** DOCUMENT TEXT **
<<<<

FIG. 26 is a simplified schematic flow chart of a method 2600 of controlling operation of a drilling system in which a parameter sweep is used to select a torsional spring rate to be provided via control of a top drive motor. The method 2600 can be practiced in conjunction with any suitable drilling system, such as the drilling system 100.
At step 2602, a top drive, a top drive control system, and a hoisting system are controlled to operate at a first operational set point to drill a first portion of a borehole. At the first operational set point, the top drive control system controls operation of the top drive to provide a first torsional spring rate in series with the torsional spring rate of the drill string.
At step 2604, the top drive control system is controlled to perform a parameter sweep in which the top drive provides a parameter sweep range of torsional spring rates. The parameter sweep range of torsional spring rates can cover any suitable range, which may include the first torsional spring rate. At step 2606, torsional oscillation levels of the drill string are determined during the parameter sweep. In embodiments, the torsional oscillation levels are based on reactive torsion applied to the top drive by the drill string.
In embodiments, the drill string includes a bottom hole assembly (BHA) that includes one or more BHA sensors that generates a BHA sensor output indicative of a rotational rate of the BHA. The BHA sensor output can be processed to determine rotational rates of the BHA. The parameter sweep torsional oscillation levels of the drill string based on rotational rates of the BHA.
At step 2608, a second torsional spring rate to be provided by the top drive is selected based on the torsional oscillation levels of the drill string for the parameter sweep. For example, the second torsional spring rate can be selected to be the torsional spring rate from the parameter sweep range of torsional spring rates that minimizes the torsional oscillation levels of the drill string.
At step 2610, the top drive, the top drive control system, and the hoisting system are controlled to operate at a second operational set point to drill a second portion of the borehole. The top drive control system controls operation of the top drive to provide the second torsional spring rate at the second operational set point.
FIG. 27 is a simplified schematic flow chart of a method 2700 of controlling operation of a drilling system in which a parameter sweep is used to select a torsional damping coefficient to be provided via control of a top drive motor. The method 2700 can be practiced in conjunction with any suitable drilling system, such as the drilling system 100.
At step 2702, a top drive, a top drive control system, and a hoisting system are controlled to operate at a first operational set point to drill a first portion of a borehole. At the first operational set point, the top drive control system controls operation of the top drive to provide torsional damping corresponding to a first torsional damping coefficient.

>>>>

** GIVEN MATERIAL **
<<<<

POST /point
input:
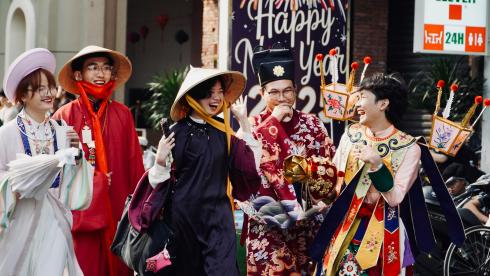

>>>>

** YOUR OBJECTIVE **
Which step numbers does the drilling text above list for method 2600?

** SOLUTION **
2602, 2604, 2606, 2608, 2610